◆ **PROBLEM DETAILS**
Please copy, exactly as they appear below, the lines from the one containing "225L638 232L637 250L645" through the one containing "box: [146, 195, 166, 231]".

◆ **PROVIDED ENTRIES**
=== Begin Enclosure ===

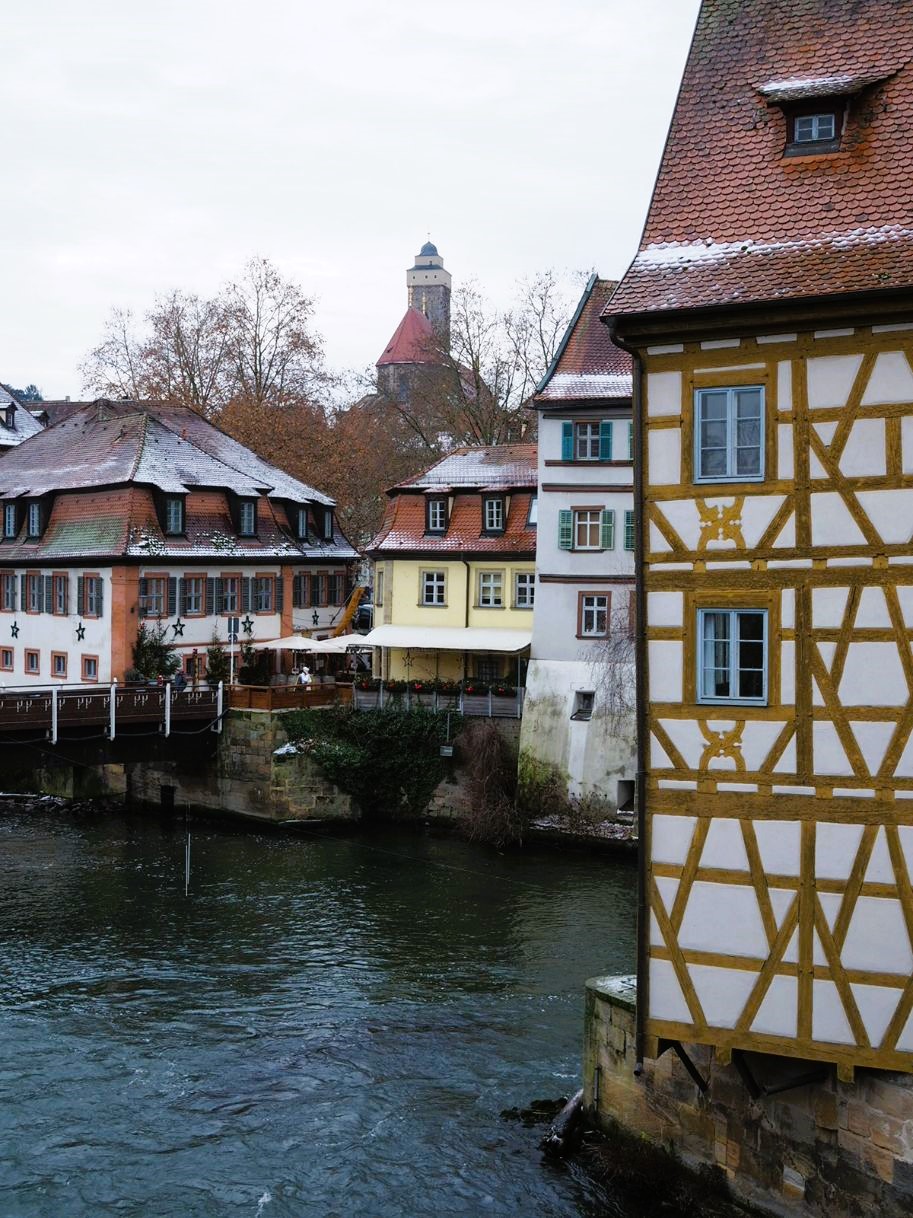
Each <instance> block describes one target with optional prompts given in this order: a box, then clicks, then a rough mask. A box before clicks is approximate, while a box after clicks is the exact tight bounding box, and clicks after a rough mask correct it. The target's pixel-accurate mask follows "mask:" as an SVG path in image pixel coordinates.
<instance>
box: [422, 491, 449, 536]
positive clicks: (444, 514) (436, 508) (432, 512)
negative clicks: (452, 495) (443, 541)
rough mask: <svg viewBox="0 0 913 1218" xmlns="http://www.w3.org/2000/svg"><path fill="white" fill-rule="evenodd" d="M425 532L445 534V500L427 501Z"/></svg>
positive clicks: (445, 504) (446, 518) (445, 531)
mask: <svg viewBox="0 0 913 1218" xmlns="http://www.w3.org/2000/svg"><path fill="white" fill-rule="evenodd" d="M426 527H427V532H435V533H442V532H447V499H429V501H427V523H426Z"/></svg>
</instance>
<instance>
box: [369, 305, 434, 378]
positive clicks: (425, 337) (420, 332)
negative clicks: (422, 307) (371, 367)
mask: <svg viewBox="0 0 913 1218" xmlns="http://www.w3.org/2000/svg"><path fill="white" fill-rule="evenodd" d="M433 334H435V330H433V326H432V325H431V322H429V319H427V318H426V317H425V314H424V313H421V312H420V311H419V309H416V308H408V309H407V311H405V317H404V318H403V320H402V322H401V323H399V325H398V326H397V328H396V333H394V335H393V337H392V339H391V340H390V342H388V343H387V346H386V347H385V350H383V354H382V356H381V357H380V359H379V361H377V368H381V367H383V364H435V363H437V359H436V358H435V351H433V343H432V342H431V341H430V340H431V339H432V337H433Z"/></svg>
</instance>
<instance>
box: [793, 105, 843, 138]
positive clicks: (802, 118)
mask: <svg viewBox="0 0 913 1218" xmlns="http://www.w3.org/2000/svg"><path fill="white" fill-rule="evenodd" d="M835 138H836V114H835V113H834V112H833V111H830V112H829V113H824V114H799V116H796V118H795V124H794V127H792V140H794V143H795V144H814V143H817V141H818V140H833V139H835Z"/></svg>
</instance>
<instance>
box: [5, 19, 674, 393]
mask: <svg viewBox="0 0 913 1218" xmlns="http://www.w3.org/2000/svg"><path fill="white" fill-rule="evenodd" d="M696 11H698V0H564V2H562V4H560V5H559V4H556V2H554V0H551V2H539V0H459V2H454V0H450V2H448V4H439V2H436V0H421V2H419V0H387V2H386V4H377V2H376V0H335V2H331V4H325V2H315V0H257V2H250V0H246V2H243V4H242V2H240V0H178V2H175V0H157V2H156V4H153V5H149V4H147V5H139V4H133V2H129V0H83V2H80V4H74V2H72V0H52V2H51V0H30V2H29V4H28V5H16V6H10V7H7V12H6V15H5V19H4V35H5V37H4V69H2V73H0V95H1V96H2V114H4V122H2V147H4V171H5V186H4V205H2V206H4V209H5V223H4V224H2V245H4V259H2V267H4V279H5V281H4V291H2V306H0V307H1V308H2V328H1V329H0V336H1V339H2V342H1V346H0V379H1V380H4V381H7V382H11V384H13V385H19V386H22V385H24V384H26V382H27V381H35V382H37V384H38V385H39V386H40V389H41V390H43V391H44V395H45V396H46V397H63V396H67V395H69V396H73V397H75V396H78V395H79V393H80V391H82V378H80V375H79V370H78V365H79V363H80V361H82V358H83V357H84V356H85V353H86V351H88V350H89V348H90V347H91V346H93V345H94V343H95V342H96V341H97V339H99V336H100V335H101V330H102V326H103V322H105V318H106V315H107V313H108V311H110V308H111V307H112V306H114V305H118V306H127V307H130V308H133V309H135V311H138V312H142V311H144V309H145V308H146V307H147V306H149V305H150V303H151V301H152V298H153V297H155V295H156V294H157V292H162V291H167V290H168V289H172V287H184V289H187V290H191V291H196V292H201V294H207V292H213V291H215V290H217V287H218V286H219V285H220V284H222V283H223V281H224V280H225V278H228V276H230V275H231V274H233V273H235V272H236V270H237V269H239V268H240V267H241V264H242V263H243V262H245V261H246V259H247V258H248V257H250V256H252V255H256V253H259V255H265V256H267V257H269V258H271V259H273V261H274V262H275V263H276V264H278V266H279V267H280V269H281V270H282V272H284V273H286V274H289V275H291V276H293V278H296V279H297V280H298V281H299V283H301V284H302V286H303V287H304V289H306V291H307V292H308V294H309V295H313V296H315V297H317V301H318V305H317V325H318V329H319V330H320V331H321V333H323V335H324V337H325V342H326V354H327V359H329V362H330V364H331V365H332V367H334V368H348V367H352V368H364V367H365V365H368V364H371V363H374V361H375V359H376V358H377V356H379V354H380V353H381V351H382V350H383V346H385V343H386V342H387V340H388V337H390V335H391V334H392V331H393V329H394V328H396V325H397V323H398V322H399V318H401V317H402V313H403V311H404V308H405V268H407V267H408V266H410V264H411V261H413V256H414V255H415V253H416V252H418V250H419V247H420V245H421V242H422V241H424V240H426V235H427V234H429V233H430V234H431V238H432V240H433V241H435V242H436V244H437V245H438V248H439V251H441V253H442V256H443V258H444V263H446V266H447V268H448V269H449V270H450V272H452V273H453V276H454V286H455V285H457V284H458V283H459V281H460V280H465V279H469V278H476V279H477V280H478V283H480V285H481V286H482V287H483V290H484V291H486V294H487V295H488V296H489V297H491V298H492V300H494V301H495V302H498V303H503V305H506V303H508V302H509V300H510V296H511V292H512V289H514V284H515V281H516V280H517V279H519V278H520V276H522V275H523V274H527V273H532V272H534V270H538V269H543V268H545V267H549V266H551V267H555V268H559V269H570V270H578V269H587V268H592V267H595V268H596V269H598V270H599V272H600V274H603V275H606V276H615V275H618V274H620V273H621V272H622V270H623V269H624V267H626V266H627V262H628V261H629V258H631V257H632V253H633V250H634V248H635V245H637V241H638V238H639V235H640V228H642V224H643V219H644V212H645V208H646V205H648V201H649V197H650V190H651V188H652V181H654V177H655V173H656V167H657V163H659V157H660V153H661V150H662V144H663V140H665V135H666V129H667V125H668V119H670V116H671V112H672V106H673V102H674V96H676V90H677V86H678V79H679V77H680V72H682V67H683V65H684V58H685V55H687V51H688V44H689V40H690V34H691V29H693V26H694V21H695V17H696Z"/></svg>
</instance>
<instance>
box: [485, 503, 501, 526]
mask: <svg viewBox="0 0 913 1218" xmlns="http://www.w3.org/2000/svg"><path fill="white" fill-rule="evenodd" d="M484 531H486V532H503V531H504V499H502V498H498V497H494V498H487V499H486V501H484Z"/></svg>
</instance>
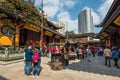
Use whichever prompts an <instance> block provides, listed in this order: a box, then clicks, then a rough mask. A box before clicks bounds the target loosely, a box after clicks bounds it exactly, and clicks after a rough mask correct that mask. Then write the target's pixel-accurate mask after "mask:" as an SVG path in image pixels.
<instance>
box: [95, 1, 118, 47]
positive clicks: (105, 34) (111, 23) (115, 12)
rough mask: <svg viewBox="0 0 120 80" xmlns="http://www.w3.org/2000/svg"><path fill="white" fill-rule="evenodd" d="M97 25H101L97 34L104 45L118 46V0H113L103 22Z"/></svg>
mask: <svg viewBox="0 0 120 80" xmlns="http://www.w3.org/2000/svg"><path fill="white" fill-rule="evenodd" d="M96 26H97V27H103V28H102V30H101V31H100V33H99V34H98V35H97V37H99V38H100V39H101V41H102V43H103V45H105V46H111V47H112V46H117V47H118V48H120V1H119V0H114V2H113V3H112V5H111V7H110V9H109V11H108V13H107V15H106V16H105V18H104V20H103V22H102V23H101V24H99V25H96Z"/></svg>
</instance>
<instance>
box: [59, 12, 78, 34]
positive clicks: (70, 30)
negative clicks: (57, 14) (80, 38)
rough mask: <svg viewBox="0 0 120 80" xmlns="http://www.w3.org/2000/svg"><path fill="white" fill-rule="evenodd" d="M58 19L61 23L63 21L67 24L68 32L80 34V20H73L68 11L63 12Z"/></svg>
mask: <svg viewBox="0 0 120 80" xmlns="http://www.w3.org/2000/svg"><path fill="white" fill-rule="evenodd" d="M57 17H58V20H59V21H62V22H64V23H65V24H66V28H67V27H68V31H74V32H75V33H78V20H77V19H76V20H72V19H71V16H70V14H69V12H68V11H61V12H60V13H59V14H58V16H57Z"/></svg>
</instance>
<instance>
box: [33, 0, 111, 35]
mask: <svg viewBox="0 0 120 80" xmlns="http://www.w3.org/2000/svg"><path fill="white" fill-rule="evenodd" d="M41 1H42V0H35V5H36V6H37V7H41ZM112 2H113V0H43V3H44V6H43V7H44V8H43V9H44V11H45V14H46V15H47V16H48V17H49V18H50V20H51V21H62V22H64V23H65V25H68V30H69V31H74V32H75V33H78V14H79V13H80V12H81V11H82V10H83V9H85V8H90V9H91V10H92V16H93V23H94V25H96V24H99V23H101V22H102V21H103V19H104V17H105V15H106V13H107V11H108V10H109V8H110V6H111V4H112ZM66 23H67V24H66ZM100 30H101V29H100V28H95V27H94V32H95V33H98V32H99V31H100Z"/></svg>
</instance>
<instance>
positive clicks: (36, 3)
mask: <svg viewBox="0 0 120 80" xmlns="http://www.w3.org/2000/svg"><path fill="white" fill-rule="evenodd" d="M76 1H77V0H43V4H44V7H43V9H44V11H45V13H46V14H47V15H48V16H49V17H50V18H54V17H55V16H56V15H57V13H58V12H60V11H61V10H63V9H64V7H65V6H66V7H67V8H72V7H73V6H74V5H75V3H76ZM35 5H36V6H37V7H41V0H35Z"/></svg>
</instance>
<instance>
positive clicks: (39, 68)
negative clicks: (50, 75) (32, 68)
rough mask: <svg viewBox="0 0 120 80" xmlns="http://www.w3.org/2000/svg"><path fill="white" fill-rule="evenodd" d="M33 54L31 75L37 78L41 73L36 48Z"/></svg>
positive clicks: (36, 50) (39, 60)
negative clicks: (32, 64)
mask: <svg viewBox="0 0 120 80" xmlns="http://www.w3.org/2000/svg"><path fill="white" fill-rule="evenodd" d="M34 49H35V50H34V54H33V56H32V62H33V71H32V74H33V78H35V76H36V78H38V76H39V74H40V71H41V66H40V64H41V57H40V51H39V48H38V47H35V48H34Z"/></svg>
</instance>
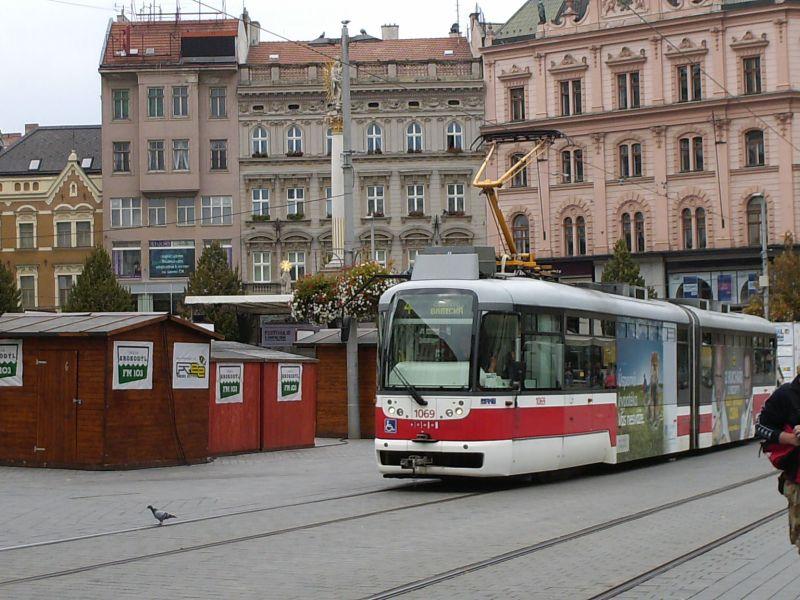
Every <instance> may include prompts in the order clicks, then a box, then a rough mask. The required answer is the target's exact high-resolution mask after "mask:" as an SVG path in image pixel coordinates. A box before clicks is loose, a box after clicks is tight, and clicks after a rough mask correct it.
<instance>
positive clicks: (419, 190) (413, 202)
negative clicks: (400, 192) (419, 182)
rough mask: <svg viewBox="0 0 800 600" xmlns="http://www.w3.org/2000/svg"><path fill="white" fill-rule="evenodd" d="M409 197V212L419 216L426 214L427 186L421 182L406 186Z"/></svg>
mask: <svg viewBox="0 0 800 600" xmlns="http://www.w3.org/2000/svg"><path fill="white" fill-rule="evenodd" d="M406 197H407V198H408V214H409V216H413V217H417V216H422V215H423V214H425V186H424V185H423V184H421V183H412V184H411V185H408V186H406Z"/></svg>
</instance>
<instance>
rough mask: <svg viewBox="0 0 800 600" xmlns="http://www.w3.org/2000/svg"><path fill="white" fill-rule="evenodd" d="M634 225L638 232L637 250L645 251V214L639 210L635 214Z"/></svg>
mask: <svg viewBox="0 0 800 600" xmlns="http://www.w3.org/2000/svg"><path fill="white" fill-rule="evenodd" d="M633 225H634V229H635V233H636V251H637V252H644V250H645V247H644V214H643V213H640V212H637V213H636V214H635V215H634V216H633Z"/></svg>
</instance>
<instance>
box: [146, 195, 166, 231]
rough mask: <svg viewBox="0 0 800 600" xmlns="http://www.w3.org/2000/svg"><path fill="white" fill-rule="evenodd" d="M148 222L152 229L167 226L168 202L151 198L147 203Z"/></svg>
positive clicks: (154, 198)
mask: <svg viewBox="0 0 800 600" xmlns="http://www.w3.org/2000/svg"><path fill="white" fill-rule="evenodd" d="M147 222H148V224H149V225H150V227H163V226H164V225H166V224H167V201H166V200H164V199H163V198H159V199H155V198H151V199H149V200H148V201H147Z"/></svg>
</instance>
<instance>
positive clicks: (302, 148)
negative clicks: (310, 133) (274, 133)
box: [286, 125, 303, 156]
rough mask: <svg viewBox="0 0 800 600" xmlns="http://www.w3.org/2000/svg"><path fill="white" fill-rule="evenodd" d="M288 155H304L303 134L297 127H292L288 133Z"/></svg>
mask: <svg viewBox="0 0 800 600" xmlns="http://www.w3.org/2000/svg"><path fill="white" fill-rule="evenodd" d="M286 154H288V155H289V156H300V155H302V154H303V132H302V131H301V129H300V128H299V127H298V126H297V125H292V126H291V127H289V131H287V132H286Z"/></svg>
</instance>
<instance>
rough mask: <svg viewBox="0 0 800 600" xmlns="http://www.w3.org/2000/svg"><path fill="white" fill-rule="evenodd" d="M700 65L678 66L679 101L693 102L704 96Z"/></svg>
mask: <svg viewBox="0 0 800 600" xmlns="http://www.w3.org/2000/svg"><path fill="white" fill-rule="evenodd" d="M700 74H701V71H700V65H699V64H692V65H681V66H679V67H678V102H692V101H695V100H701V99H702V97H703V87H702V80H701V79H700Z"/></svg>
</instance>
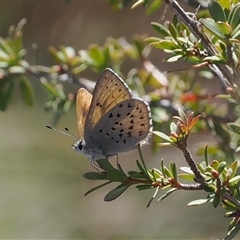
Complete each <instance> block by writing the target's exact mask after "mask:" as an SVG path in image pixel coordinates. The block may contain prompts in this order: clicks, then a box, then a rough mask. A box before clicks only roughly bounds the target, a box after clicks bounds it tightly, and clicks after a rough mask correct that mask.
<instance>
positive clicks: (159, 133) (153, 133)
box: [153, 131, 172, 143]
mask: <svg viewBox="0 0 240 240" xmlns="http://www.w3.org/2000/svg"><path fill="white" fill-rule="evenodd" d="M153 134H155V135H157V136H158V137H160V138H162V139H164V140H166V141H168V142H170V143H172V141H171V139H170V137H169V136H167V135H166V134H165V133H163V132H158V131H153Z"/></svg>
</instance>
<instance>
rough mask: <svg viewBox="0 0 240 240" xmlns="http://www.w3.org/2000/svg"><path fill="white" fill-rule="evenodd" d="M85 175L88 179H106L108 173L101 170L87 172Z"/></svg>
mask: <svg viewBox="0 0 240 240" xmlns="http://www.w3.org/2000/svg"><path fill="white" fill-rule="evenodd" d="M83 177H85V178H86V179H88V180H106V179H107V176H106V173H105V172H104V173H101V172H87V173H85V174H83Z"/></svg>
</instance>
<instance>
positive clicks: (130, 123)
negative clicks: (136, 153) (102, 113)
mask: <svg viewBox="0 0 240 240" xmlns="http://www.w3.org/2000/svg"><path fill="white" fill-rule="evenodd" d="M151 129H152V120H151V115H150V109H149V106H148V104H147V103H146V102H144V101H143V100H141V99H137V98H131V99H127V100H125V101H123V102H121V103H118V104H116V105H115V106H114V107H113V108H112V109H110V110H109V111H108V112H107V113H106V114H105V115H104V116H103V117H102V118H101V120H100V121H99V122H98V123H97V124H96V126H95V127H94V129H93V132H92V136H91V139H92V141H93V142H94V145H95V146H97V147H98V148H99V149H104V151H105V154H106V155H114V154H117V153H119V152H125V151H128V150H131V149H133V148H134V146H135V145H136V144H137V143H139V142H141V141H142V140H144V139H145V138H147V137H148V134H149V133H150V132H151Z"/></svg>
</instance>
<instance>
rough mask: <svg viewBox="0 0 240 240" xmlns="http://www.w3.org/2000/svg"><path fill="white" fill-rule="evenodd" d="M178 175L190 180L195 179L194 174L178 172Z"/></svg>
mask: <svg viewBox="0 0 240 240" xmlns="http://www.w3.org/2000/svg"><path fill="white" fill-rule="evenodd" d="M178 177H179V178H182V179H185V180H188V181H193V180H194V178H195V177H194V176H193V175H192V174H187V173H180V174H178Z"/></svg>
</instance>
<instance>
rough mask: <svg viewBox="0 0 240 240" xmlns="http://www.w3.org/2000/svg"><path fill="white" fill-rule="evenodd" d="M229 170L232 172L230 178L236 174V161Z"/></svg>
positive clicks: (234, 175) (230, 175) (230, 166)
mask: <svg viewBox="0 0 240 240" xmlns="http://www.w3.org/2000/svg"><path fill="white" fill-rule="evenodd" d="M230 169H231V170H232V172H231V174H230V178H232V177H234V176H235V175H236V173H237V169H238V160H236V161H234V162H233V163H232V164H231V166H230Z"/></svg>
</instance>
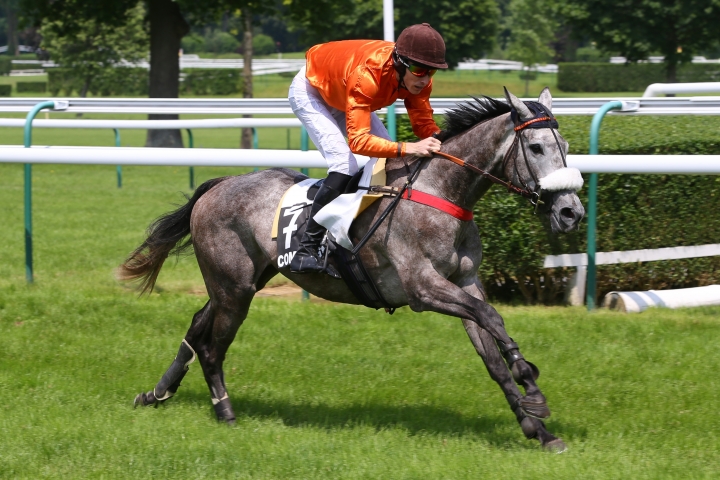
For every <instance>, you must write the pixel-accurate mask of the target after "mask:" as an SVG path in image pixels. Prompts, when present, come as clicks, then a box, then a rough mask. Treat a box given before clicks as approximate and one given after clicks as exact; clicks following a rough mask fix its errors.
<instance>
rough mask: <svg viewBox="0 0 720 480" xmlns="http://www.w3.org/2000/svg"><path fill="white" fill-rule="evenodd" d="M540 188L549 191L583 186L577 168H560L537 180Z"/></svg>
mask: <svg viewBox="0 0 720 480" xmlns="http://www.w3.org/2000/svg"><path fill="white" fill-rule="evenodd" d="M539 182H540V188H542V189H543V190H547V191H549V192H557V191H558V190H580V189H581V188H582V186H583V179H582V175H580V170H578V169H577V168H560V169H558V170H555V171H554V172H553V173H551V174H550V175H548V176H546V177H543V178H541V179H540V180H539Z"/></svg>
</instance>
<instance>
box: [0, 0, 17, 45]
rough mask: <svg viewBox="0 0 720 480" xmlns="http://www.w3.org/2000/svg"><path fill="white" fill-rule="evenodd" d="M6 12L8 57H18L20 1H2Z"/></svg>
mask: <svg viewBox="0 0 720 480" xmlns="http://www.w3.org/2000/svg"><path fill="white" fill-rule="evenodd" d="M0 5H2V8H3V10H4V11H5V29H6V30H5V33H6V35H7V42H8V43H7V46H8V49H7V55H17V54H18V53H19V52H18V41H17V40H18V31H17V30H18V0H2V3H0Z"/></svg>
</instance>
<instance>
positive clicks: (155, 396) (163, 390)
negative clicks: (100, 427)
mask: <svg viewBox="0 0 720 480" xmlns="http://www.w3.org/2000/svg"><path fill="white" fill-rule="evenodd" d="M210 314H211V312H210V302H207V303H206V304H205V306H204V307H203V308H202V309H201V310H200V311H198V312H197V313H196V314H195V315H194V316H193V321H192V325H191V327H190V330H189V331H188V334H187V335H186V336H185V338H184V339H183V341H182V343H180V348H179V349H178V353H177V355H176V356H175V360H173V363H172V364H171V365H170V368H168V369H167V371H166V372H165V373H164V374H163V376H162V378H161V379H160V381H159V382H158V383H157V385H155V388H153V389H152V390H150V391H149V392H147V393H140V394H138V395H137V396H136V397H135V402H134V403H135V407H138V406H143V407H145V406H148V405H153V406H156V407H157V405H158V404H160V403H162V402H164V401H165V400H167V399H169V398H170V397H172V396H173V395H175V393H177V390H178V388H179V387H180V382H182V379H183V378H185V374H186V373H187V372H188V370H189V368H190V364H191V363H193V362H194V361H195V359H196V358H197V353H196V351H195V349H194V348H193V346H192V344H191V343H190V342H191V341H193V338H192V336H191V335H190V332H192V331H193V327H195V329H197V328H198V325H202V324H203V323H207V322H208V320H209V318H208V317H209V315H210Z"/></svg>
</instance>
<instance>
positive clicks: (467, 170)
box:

=== End Enclosure ===

◆ **ANSWER FOR THE TASK**
rough mask: <svg viewBox="0 0 800 600" xmlns="http://www.w3.org/2000/svg"><path fill="white" fill-rule="evenodd" d="M634 225L638 232L637 250L645 251V214L639 210L635 214Z"/></svg>
mask: <svg viewBox="0 0 800 600" xmlns="http://www.w3.org/2000/svg"><path fill="white" fill-rule="evenodd" d="M633 225H634V229H635V233H636V251H637V252H644V250H645V247H644V214H643V213H640V212H637V213H636V214H635V215H634V216H633Z"/></svg>
</instance>
<instance>
box: [146, 195, 166, 231]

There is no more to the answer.